ACTIVITY — Transcribe the rest of the listing below, starting with the line that contains "Practice step: point out every instance of the farmyard" and ending with the last line, exactly as written.

----------

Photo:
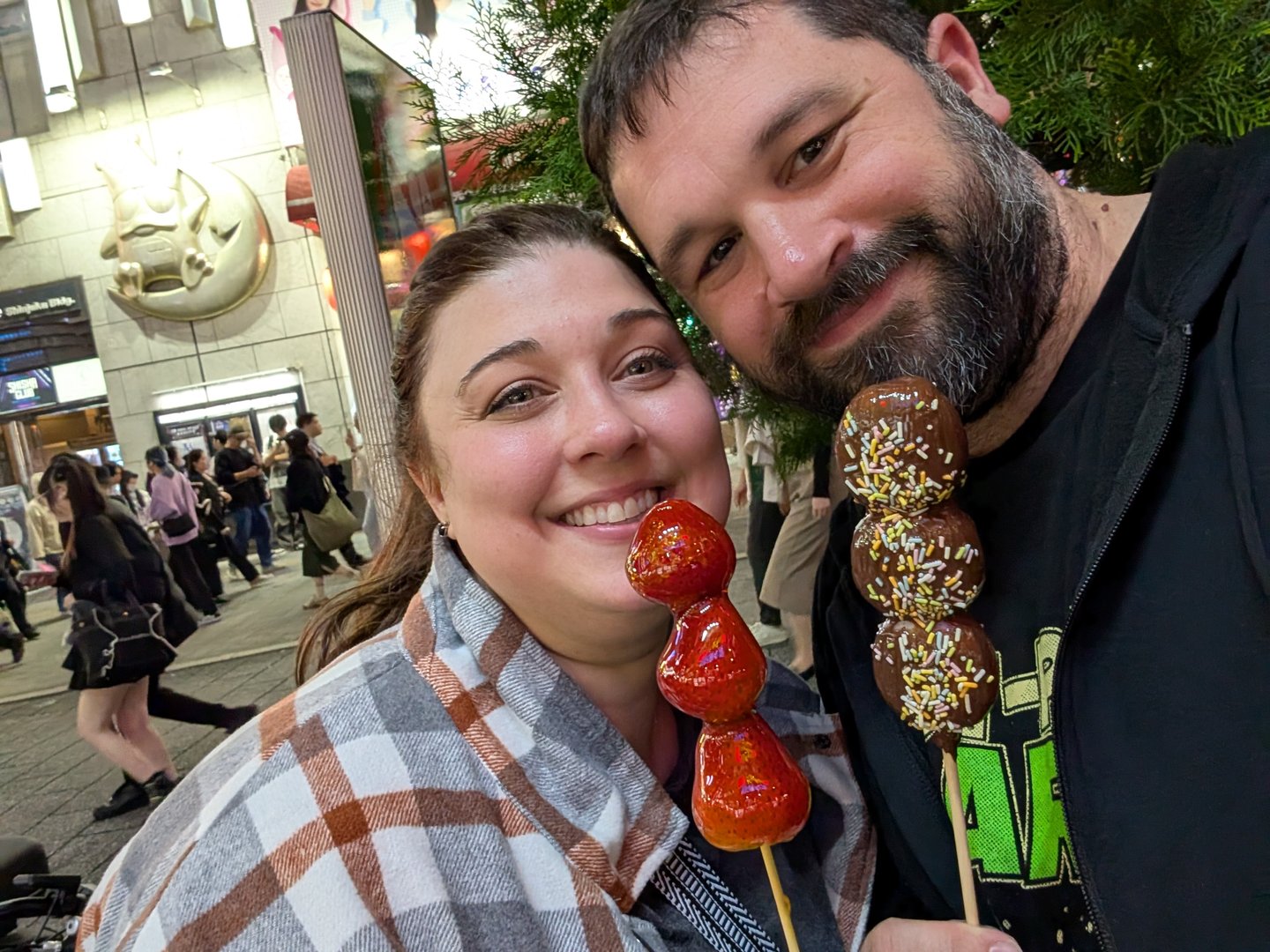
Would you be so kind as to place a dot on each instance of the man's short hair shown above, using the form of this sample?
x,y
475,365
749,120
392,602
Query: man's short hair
x,y
652,37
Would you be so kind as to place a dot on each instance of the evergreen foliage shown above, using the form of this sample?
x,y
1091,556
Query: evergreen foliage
x,y
1110,88
1104,88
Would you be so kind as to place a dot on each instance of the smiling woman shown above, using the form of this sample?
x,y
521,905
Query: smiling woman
x,y
485,761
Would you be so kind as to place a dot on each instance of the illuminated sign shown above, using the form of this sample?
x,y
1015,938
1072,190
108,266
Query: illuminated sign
x,y
26,391
45,325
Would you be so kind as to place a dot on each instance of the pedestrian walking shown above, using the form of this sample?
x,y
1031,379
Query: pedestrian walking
x,y
308,490
108,557
175,507
238,471
11,593
216,537
311,427
135,498
276,461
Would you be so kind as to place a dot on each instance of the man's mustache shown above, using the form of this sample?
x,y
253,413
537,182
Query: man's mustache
x,y
862,276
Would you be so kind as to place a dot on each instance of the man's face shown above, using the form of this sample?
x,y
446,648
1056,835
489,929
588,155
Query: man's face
x,y
836,224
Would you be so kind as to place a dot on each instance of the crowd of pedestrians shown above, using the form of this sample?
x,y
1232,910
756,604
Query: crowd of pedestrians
x,y
107,541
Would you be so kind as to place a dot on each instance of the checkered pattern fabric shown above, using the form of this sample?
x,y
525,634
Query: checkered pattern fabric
x,y
444,786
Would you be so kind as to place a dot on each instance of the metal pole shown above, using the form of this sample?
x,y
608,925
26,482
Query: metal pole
x,y
335,169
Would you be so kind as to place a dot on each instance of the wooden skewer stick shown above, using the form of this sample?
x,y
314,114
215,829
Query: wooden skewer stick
x,y
782,902
963,848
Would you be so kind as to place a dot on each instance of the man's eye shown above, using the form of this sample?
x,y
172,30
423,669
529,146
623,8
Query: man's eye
x,y
718,254
810,152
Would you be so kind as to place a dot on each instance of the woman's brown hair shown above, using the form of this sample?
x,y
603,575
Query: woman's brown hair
x,y
488,244
83,493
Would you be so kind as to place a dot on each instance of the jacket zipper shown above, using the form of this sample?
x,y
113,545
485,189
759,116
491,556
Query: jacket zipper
x,y
1100,931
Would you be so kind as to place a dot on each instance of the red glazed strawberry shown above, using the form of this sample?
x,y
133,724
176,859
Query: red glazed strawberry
x,y
680,555
712,668
748,791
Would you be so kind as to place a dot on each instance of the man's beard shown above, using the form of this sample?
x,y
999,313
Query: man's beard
x,y
997,267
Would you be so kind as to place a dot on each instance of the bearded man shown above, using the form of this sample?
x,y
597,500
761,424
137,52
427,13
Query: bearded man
x,y
828,185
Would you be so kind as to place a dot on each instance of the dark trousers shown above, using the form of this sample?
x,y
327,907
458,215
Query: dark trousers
x,y
253,522
55,559
173,706
765,525
184,570
210,550
16,600
315,564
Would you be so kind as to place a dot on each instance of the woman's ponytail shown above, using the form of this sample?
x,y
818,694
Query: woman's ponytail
x,y
387,585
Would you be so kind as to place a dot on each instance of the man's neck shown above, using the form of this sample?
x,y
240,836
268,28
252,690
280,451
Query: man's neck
x,y
1096,230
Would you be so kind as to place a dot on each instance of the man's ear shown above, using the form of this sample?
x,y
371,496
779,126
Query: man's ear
x,y
950,46
430,489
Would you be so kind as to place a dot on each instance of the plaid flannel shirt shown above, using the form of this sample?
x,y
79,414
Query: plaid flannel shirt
x,y
444,786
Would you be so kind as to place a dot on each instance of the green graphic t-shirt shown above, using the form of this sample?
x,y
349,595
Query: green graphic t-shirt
x,y
1035,531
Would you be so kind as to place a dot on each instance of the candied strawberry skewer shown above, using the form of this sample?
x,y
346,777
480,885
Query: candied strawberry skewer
x,y
747,791
917,559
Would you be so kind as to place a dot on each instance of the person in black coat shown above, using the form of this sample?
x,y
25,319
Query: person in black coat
x,y
308,492
215,542
109,557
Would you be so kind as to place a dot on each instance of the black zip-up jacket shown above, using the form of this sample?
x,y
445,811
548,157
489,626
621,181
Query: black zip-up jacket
x,y
1161,707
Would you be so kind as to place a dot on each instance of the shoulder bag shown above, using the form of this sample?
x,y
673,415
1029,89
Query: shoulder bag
x,y
334,525
118,643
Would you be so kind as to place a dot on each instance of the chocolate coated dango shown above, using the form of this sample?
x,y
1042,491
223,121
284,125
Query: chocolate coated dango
x,y
900,446
938,681
923,566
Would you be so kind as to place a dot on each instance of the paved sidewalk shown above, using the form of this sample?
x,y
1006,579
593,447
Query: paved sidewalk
x,y
51,779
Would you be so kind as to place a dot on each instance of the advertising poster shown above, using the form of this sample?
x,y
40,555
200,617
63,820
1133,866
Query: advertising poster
x,y
400,28
13,514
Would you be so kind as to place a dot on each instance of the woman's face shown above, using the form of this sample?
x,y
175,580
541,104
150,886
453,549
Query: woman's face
x,y
58,504
560,404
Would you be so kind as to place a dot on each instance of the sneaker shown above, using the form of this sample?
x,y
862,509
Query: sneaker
x,y
159,786
767,635
127,798
236,716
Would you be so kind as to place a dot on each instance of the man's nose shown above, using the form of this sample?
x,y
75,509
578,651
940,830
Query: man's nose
x,y
799,248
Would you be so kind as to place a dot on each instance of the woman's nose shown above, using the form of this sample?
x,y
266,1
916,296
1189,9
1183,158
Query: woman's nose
x,y
602,426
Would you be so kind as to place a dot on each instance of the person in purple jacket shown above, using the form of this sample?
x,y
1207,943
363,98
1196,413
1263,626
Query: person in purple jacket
x,y
175,507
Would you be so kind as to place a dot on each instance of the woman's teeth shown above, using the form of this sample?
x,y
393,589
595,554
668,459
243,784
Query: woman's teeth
x,y
605,513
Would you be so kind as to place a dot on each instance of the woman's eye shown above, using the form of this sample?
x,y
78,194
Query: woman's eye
x,y
648,363
718,254
513,397
810,152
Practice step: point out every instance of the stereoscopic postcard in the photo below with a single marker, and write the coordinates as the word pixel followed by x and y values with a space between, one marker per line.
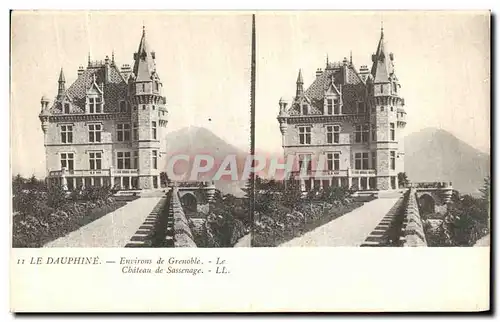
pixel 287 161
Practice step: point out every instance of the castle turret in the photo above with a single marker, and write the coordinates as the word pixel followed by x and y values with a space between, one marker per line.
pixel 62 85
pixel 149 117
pixel 387 138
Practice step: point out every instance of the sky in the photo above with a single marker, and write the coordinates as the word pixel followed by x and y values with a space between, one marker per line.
pixel 203 59
pixel 441 59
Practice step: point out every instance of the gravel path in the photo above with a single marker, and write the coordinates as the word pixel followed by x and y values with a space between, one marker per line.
pixel 112 230
pixel 348 230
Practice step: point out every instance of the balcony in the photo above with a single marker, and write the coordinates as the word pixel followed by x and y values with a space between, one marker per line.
pixel 124 171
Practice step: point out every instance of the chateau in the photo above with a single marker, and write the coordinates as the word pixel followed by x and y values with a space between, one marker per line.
pixel 353 120
pixel 108 127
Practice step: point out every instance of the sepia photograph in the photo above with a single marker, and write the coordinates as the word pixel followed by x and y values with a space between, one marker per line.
pixel 375 129
pixel 303 159
pixel 120 123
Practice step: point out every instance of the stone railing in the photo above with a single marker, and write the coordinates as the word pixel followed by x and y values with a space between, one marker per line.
pixel 178 228
pixel 412 231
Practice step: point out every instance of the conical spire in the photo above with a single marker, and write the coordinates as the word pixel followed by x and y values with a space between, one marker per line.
pixel 144 63
pixel 62 79
pixel 300 84
pixel 62 84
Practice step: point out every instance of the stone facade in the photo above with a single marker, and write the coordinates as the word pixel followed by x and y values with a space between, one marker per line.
pixel 108 127
pixel 352 120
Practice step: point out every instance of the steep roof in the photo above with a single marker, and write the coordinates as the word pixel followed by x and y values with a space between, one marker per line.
pixel 352 89
pixel 114 89
pixel 382 68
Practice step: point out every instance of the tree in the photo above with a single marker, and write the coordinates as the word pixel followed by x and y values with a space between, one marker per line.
pixel 485 191
pixel 403 179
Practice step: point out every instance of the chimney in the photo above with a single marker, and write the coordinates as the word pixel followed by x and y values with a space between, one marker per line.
pixel 126 70
pixel 80 70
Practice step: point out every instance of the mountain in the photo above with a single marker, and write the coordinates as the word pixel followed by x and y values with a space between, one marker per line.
pixel 192 141
pixel 437 155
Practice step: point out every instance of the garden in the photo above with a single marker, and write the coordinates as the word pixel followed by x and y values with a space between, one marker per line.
pixel 44 213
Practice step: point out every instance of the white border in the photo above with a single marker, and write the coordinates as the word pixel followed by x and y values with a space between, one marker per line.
pixel 240 5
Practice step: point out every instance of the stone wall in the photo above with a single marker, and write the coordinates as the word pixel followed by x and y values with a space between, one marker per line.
pixel 412 231
pixel 183 236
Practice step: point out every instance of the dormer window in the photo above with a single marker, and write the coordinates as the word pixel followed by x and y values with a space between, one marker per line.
pixel 66 108
pixel 95 105
pixel 361 107
pixel 123 107
pixel 305 109
pixel 329 106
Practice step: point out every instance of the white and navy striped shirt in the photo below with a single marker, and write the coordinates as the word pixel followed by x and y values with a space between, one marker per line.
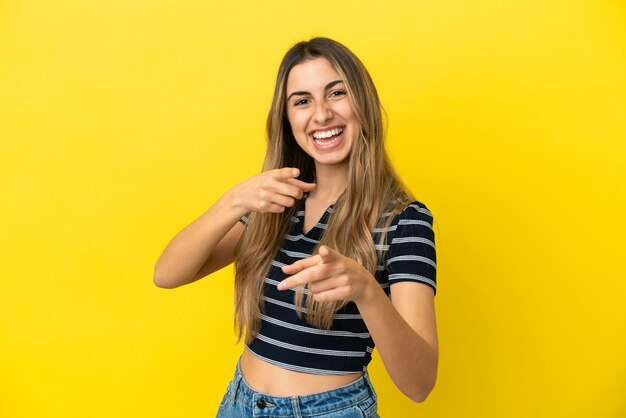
pixel 292 343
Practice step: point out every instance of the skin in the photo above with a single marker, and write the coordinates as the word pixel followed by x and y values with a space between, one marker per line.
pixel 403 328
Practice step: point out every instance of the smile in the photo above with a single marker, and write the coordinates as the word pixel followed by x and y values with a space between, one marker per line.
pixel 327 139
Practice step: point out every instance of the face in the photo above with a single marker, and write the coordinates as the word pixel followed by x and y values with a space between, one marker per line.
pixel 320 113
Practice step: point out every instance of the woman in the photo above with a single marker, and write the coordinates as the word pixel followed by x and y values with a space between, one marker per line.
pixel 331 253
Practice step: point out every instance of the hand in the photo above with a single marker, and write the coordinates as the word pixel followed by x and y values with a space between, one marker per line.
pixel 271 191
pixel 330 276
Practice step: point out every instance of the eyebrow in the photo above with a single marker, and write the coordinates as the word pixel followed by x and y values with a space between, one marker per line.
pixel 304 93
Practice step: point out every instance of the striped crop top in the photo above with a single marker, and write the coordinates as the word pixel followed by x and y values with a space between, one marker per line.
pixel 292 343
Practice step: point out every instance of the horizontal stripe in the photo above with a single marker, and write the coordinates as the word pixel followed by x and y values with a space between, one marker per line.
pixel 404 240
pixel 276 282
pixel 301 369
pixel 413 277
pixel 324 352
pixel 332 333
pixel 414 222
pixel 295 254
pixel 278 264
pixel 412 258
pixel 421 209
pixel 302 237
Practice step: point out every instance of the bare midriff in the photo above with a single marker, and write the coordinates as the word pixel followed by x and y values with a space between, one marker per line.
pixel 274 380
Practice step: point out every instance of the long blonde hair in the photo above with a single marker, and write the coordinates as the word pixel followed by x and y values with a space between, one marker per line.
pixel 373 188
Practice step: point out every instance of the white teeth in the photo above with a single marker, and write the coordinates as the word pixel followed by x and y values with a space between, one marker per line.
pixel 327 134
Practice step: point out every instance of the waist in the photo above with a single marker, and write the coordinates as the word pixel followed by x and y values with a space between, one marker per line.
pixel 276 381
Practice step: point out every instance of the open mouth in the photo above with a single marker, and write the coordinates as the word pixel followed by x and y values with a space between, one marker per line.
pixel 327 138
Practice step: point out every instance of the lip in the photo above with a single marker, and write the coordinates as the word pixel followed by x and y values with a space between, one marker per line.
pixel 325 129
pixel 330 146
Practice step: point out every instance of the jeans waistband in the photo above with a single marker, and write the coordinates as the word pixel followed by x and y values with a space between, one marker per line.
pixel 323 402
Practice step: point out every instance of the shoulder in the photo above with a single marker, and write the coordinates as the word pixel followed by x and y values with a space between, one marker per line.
pixel 414 211
pixel 411 254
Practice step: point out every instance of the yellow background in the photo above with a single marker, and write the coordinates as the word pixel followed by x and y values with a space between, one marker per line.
pixel 121 122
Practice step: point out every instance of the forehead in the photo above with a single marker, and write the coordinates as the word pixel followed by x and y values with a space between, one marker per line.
pixel 311 75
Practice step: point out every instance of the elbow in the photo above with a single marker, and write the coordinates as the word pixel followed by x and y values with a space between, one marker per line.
pixel 163 281
pixel 421 395
pixel 420 391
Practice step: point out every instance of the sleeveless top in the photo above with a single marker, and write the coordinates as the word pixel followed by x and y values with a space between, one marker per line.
pixel 288 341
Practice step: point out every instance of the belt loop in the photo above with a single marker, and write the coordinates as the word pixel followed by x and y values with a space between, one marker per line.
pixel 234 388
pixel 235 383
pixel 370 386
pixel 295 404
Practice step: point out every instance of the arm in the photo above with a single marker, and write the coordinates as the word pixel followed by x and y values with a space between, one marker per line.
pixel 403 328
pixel 208 243
pixel 404 331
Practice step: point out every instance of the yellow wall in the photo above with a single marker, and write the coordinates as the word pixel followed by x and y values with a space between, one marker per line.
pixel 120 122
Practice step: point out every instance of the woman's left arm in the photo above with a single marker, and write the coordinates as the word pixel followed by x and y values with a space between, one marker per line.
pixel 404 330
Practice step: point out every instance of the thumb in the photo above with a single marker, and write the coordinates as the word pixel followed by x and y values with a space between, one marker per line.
pixel 326 253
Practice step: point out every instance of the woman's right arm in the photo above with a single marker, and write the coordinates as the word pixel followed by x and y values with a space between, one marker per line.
pixel 208 243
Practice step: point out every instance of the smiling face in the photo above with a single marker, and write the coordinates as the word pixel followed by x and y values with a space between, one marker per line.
pixel 320 113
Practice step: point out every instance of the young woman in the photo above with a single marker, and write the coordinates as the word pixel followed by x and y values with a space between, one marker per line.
pixel 332 254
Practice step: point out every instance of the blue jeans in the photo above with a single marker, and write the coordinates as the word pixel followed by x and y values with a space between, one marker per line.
pixel 356 399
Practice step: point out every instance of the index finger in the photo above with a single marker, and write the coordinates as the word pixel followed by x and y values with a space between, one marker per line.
pixel 287 173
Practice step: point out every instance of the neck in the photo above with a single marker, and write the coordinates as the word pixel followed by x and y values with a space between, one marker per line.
pixel 331 182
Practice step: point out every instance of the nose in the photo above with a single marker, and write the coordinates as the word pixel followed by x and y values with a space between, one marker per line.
pixel 323 112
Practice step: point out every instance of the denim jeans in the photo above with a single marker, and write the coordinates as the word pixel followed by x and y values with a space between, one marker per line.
pixel 356 399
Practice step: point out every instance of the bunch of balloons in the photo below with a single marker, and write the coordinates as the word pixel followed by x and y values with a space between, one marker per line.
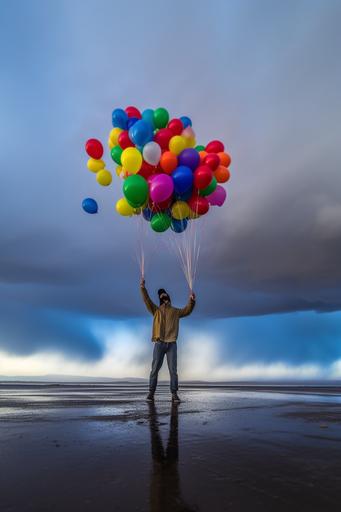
pixel 167 177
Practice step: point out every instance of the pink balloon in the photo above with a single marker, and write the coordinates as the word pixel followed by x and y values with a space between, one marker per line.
pixel 217 198
pixel 161 188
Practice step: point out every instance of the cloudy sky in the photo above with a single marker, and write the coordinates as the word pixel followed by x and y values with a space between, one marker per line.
pixel 262 76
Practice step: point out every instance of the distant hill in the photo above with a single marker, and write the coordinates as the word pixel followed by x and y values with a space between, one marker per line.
pixel 67 378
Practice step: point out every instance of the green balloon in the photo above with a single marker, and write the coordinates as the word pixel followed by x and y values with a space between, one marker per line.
pixel 160 222
pixel 209 189
pixel 135 190
pixel 116 153
pixel 161 117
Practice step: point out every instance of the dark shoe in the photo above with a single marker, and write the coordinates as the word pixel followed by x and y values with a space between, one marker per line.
pixel 175 398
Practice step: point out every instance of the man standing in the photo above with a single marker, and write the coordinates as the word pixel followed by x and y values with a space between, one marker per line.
pixel 164 336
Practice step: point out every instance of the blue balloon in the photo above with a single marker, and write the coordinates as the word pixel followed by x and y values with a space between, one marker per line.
pixel 184 197
pixel 131 121
pixel 148 115
pixel 179 225
pixel 147 214
pixel 182 178
pixel 189 157
pixel 186 121
pixel 89 205
pixel 141 132
pixel 119 119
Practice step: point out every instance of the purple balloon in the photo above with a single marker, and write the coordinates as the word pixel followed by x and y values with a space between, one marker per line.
pixel 190 158
pixel 217 198
pixel 161 188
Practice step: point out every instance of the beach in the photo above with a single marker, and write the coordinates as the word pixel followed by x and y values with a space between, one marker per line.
pixel 224 448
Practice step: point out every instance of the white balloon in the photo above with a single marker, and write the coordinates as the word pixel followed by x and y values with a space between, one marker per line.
pixel 152 153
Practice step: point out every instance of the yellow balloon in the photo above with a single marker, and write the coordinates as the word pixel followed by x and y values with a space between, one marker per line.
pixel 124 208
pixel 131 160
pixel 190 142
pixel 177 144
pixel 95 165
pixel 114 135
pixel 180 210
pixel 104 177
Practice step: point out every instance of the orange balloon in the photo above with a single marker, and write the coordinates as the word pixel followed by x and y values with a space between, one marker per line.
pixel 168 162
pixel 222 174
pixel 225 159
pixel 202 155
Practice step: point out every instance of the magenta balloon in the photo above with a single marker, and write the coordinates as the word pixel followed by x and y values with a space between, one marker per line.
pixel 161 188
pixel 217 198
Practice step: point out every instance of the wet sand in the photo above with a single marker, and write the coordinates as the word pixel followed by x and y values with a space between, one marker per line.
pixel 99 447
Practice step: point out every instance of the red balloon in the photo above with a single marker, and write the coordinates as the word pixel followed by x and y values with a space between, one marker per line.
pixel 94 148
pixel 176 126
pixel 159 207
pixel 199 204
pixel 212 160
pixel 124 140
pixel 202 176
pixel 147 170
pixel 215 146
pixel 133 112
pixel 163 136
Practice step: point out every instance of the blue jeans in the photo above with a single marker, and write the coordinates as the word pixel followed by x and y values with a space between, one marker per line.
pixel 160 349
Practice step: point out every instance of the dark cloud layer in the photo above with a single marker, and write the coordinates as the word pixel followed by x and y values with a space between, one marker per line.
pixel 270 89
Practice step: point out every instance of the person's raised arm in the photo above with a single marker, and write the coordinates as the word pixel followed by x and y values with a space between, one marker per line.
pixel 187 310
pixel 146 299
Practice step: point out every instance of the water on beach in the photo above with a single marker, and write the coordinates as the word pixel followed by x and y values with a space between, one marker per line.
pixel 225 447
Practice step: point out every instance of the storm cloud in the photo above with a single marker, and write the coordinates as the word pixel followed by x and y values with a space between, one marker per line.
pixel 264 77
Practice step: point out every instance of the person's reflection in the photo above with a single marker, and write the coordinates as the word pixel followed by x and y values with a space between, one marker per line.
pixel 165 492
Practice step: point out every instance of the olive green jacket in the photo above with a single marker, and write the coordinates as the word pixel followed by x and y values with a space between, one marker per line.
pixel 166 318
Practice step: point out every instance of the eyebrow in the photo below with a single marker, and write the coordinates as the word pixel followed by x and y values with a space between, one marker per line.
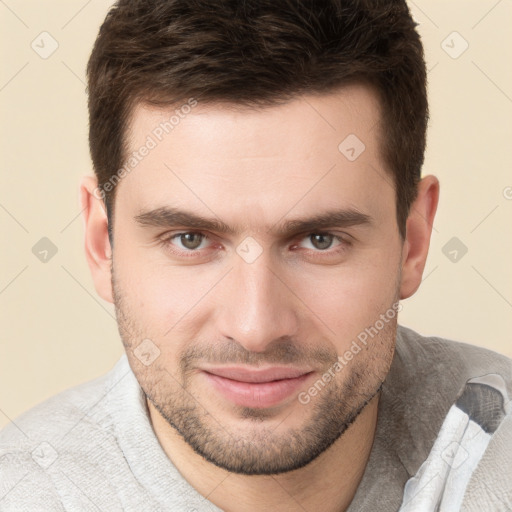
pixel 172 217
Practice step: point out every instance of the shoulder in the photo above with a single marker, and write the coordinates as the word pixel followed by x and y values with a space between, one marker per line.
pixel 58 415
pixel 449 363
pixel 38 445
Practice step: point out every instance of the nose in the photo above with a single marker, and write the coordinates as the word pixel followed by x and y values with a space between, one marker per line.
pixel 258 307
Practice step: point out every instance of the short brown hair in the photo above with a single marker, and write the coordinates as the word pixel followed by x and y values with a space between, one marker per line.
pixel 258 53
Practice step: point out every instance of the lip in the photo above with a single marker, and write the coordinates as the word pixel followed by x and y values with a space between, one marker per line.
pixel 256 388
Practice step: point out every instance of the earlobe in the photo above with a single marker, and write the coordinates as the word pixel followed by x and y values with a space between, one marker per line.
pixel 97 245
pixel 419 230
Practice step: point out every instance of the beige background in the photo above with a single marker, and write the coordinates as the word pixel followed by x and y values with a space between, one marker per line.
pixel 57 333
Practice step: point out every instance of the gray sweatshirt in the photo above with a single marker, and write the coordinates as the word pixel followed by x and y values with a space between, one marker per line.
pixel 443 442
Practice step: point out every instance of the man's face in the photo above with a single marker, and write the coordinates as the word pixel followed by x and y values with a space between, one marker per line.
pixel 246 322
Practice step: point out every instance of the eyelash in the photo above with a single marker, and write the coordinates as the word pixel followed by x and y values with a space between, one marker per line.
pixel 191 253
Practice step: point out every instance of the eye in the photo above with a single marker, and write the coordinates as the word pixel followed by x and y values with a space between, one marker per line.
pixel 189 241
pixel 323 241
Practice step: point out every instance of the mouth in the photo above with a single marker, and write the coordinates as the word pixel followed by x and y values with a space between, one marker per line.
pixel 256 388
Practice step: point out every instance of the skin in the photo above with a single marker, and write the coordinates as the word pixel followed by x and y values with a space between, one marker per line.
pixel 300 303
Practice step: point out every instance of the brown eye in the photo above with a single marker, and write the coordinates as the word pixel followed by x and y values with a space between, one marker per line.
pixel 321 241
pixel 190 241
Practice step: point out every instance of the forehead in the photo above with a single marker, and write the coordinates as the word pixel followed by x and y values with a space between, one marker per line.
pixel 314 150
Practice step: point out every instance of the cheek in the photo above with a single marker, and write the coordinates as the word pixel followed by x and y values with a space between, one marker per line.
pixel 352 298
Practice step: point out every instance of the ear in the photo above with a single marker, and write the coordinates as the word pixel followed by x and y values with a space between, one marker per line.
pixel 417 239
pixel 97 245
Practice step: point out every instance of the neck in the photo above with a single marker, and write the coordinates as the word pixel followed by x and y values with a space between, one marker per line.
pixel 331 479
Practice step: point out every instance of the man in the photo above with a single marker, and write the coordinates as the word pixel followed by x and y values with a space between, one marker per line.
pixel 256 216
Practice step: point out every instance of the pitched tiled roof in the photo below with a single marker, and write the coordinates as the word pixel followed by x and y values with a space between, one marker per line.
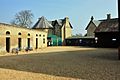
pixel 110 25
pixel 42 23
pixel 95 22
pixel 60 22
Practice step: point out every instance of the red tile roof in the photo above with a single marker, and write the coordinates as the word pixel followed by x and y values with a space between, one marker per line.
pixel 108 25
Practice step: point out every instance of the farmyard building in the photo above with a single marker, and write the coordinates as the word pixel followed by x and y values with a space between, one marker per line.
pixel 17 37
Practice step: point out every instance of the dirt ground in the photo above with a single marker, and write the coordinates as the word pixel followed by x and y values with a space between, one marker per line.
pixel 61 63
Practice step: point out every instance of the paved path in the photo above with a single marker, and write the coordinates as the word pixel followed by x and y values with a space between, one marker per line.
pixel 70 62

----------

EXPECTED OUTPUT —
Practice step: point out every instance of the farmyard building in the photo above with a single marker, and write the coordinates as the word pixel followed by x and y values with a space between, one marker per line.
pixel 17 37
Practice step: point out every instance of the dirt ground in the photo above with a single marker, and write the coordinates as the word pixel followed by x and y values with a space between, one marker per line.
pixel 61 63
Practice step: point out every instance of the paved path in the photo above with a single marker, and write the coordinates as the word pixel followed by x and y values with a space between, one marker per line.
pixel 70 62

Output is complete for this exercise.